=== Selected excerpt ===

◆ ◆ ◆ ◆ ◆

3. The CONTRACTING PARTIES shall seek agreement with the Fund
regarding procedures for consultation under paragraph 2 of this
Article.
4. Contracting parties shall not, by exchange action, frustrate the
intent of the provisions of this Agreement, nor, by trade action, the
intent of the provisions of the Articles of Agreement of the
International Monetary Fund.
5. If the CONTRACTING PARTIES consider, at any time, that exchange
restrictions on payments and transfers in connection with imports are
being applied by a contracting party in a manner inconsistent with the
exceptions provided for in this Agreement for quantitative restrictions,
they shall report thereon to the Fund.
6. Any contracting party which is not a member of the Fund shall,
within a time to be determined by the CONTRACTING PARTIES after
consultation with the Fund, become a member of the Fund, or, failing
that, enter into a special exchange agreement with the CONTRACTING
PARTIES. A contracting party which ceases to be a member of the Fund
shall forthwith enter into a special exchange agreement with the
CONTRACTING PARTIES. Any special exchange agreement entered into by a
contracting party under this paragraph shall thereupon become part of
its obligations under this Agreement.
7. (a) A special exchange agreement between a contracting party and
the CONTRACTING PARTIES under paragraph 6 of this Article shall provide
to the satisfaction of the CONTRACTING PARTIES that the objectives of
this Agreement will not be frustrated as a result of action in exchange
matters by the contracting party in question.
(b)

◆ ◆ ◆ ◆ ◆

=== Given problem 1 ===
Can you repeat, word for word, the passage on exchange arrangements with the Fund between "3. The CONTRACTING" and "to the Fund.", inclusive?

=== Record set ===
◆ ◆ ◆ ◆ ◆

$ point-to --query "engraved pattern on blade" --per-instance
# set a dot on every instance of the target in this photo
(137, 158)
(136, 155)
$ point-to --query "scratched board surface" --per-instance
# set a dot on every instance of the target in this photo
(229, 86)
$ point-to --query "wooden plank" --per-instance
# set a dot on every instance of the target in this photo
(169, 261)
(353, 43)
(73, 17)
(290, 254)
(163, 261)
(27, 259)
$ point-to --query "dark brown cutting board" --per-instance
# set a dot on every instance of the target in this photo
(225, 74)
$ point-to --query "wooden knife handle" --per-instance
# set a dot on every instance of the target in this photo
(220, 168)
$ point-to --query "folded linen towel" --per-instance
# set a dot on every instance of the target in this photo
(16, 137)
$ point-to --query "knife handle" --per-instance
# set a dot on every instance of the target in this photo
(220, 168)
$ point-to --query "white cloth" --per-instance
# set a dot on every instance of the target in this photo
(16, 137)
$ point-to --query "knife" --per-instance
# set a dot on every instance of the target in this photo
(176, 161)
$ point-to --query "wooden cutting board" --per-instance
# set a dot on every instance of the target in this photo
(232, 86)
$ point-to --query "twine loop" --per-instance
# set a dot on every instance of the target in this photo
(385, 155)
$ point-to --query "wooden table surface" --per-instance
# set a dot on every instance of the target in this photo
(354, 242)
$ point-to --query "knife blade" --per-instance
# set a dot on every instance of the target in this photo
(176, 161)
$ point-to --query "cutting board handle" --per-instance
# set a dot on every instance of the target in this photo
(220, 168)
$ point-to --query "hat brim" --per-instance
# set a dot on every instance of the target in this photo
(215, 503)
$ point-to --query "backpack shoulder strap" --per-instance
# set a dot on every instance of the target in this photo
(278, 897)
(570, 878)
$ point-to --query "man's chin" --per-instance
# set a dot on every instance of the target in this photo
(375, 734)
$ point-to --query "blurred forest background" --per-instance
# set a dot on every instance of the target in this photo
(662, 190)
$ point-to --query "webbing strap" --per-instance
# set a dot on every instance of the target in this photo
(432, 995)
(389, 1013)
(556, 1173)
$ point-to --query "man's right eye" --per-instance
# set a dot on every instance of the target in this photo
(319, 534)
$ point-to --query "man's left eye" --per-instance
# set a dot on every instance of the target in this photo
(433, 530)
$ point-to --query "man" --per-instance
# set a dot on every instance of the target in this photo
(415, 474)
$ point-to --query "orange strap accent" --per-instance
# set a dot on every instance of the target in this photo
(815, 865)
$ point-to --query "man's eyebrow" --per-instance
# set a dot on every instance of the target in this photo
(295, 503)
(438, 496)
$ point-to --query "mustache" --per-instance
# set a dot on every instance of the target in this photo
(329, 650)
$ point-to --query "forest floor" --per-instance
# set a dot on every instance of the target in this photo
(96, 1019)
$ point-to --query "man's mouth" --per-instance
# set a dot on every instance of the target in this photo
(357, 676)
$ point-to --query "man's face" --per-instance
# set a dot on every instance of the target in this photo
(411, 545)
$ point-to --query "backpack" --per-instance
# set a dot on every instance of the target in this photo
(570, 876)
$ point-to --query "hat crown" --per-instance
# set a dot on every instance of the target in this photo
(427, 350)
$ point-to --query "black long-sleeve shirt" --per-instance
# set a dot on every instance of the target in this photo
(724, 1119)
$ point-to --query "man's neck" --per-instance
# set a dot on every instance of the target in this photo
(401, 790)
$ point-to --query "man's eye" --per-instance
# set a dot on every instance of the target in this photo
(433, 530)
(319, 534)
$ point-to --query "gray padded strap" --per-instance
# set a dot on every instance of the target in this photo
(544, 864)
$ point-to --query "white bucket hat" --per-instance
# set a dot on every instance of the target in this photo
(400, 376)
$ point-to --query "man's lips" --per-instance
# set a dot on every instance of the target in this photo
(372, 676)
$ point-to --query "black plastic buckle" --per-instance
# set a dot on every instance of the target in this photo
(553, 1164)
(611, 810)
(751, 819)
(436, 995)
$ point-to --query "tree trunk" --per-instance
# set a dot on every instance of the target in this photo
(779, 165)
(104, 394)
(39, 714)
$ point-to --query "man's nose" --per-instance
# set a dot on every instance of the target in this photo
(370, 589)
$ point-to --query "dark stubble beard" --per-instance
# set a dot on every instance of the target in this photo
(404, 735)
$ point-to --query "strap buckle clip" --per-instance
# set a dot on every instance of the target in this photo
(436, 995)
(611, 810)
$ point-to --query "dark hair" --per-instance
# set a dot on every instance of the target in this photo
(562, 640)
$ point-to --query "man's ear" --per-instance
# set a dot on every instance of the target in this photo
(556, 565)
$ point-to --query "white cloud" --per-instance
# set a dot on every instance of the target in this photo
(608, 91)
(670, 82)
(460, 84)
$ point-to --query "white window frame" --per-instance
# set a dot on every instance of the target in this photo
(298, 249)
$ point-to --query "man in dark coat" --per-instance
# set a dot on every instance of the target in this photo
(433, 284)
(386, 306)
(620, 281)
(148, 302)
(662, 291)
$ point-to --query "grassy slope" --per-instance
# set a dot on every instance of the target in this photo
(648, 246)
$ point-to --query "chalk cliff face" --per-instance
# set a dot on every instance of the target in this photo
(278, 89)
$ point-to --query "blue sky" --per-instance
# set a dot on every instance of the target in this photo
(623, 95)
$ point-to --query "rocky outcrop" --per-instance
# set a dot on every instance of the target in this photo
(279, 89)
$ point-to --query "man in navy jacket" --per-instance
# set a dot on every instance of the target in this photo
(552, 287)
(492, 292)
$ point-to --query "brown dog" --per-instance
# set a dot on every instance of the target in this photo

◆ ◆ ◆ ◆ ◆

=== Given problem 2 ===
How many lines of the records contain the string "wooden"? Reply with the number alone.

=== Written solution 1 ===
3. The CONTRACTING PARTIES shall seek agreement with the Fund
regarding procedures for consultation under paragraph 2 of this
Article.
4. Contracting parties shall not, by exchange action, frustrate the
intent of the provisions of this Agreement, nor, by trade action, the
intent of the provisions of the Articles of Agreement of the
International Monetary Fund.
5. If the CONTRACTING PARTIES consider, at any time, that exchange
restrictions on payments and transfers in connection with imports are
being applied by a contracting party in a manner inconsistent with the
exceptions provided for in this Agreement for quantitative restrictions,
they shall report thereon to the Fund.

=== Written solution 2 ===
4